Decide whether each of the following statements agrees with the babka recipe, answering yes or no and quoting the recipe's words that settle it: 1. The recipe uses three large eggs at room temperature. 2. Dark raisins are preferred over golden ones. 3. The recipe makes one loaf of 12 to 16 servings.

Quoted passage »
>> Start

This recipe was inspired by one in our 1990 200th Anniversary Cookbook, which includes a wealth of recipes and information from cultures around the world. You'll notice that, despite being made with yeast, it's an easy batter bread; "no-knead" isn't as new a concept as you might think!

Polish Babka

star rating (24) rate this recipe »
Hands-on time:
Baking time:
Total time:
Yield: 1 loaf, 12 to 16 servings
Published: 01/16/2012

Ingredients

Babka

  • 1/2 cup lukewarm milk
  • 3 large eggs, at room temperature
  • heaping 1/2 teaspoon salt
  • 1/4 cup granulated sugar
  • 1/4 cup (4 tablespoons) softened butter
  • 2 cups King Arthur Unbleached All-Purpose Flour
  • 2 teaspoons instant yeast
  • 1/4 cup currants or raisins (golden raisins preferred)

>> End

Given entries »

>> Start

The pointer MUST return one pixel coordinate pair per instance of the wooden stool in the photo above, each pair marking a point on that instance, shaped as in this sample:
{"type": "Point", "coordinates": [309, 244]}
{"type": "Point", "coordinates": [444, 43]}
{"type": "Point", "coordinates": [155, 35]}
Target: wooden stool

>> End

Output of the task »
1. Yes: "3 large eggs, at room temperature"
2. No: "golden raisins preferred"
3. Yes: "Yield: 1 loaf, 12 to 16 servings"